May 29, 2026 ·7 min read·Deep Dive

Hot-reloadable YAML strategies: composing trading rules as data

Adding a strategy to Cerberus Markets is a YAML file, not a deploy. The architecture that makes this possible: a Pydantic schema, a file watcher, and an invariant that's worth its weight: the rule evaluator is a pure function from configuration plus indicator values to signal matches.

By Igor Riera

In Cerberus Markets, strategies are data, not code. Adding a new strategy is editing a YAML file. Changing an existing strategy is editing a YAML file. Backtesting a tweak before going live is editing a YAML file and pressing a button. The application code never changes when the rules change.

This post is the architecture that makes that work, the invariants it depends on, and why the tradeoffs are worth it for this specific class of system.

The configuration

A strategy is a YAML file. Here’s the reference one the system ships with, an MA crossover with an RSI filter and volume confirmation:

name: ma_cross_rsi
pair: "*"   # one instance per watchlist pair, expanded at load
interval: 1h
status: paper

indicators:
  - id: ma_fast
    type: sma
    period: 20
  - id: ma_slow
    type: sma
    period: 50
  - id: rsi
    type: rsi
    period: 14
  - id: volume_avg
    type: volume_sma
    period: 20

entry:
  side: buy
  conditions:
    - "ma_fast > ma_slow"
    - "ma_fast_prev <= ma_slow_prev"   # the golden-cross edge
    - "rsi > 30"
    - "rsi < 70"
    - "volume > volume_avg * 1.2"

exit:
  side: sell
  conditions:
    - "ma_fast < ma_slow"
    - "ma_fast_prev >= ma_slow_prev"   # the death-cross edge
    - "OR rsi > 80"

sizing:
  type: fixed_fraction
  fraction: 0.05

The file is the strategy. There’s no per-strategy Python code, no per-strategy class hierarchy, no plugin system. The engine reads the file, validates it, and uses it.

A couple of things in there earn explanation. Conditions are strings evaluated against a namespace of indicator values. The _prev suffix is how a crossover gets expressed without per-strategy state: ma_fast > ma_slow is true on every bar of an uptrend, but ma_fast > ma_slow AND ma_fast_prev <= ma_slow_prev is only true on the bar where the fast line crosses the slow one — the edge, not the level. That single idiom is what stops the exit from re-firing a sell on every candle while price stays below the moving average.

(The DSL is deliberately small. It does comparisons and arithmetic on indicators today. Richer operands — excluding entries around a fresh exploit/hack news event, for example — are scaffolded in the grammar but not yet live; the parser accepts those lines and they evaluate False until the signal-event rule engine lands - so they’re written with an OR prefix to stay harmless. I’d rather ship the honest subset than claim a DSL I haven’t finished.)

----------

• _PARTS OF THE EXERCISE_:
(A) In the post on YAML trading strategies, what sizing fraction does the reference strategy file set?
(B) Give the id of each indicator declared in the reference strategy file from the post on YAML trading strategies.

----------

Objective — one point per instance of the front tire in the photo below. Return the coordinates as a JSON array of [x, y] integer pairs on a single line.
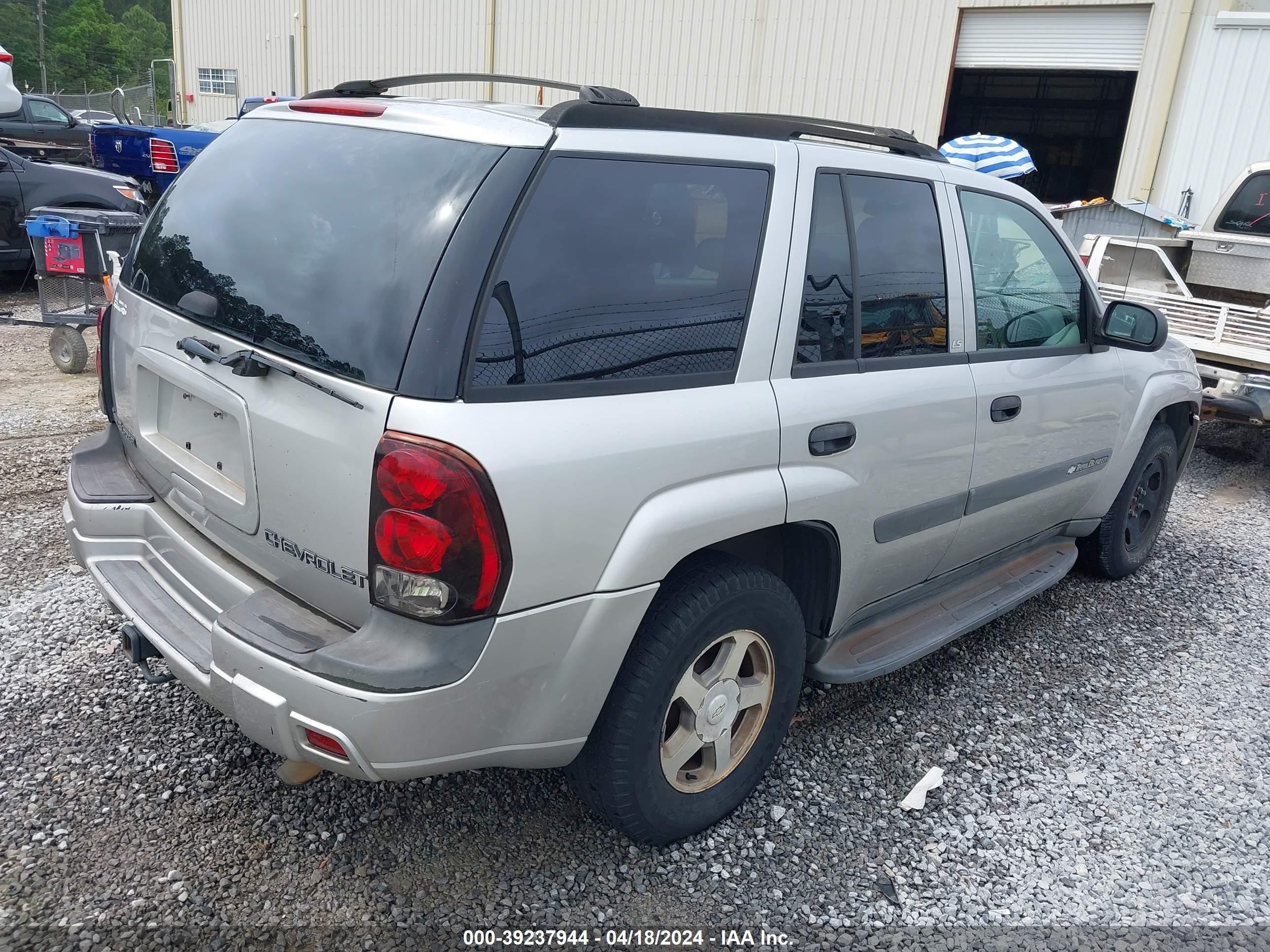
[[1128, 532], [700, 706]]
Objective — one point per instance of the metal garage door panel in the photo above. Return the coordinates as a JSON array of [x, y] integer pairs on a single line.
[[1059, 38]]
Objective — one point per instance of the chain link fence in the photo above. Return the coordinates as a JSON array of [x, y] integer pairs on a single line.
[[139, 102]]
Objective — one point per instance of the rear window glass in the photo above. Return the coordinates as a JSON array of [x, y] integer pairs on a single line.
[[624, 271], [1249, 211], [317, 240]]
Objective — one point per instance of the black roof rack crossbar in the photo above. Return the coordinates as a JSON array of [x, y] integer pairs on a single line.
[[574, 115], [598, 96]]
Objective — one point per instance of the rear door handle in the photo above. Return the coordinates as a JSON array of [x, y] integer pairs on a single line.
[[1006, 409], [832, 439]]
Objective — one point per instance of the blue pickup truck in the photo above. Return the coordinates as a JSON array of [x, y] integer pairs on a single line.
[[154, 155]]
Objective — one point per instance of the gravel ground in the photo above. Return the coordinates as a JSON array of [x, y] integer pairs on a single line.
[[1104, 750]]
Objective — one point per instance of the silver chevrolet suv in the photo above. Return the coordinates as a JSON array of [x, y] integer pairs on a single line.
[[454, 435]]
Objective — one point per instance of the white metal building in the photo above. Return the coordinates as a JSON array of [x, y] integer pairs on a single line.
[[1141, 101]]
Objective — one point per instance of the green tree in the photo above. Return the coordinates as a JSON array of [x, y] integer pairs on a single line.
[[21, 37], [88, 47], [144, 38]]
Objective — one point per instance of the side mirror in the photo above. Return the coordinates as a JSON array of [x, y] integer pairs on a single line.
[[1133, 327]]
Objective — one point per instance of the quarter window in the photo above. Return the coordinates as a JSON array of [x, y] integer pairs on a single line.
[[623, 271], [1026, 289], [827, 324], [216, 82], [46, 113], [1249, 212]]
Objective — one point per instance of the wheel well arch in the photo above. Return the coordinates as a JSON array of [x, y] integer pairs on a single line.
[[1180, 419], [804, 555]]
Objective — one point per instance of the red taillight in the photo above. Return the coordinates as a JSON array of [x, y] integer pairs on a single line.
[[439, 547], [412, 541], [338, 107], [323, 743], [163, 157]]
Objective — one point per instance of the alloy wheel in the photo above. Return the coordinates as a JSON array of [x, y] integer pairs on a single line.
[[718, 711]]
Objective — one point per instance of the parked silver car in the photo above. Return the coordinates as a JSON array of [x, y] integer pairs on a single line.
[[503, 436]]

----------

• _TASK RESULTS_:
(A) 0.05

(B) ma_fast, ma_slow, rsi, volume_avg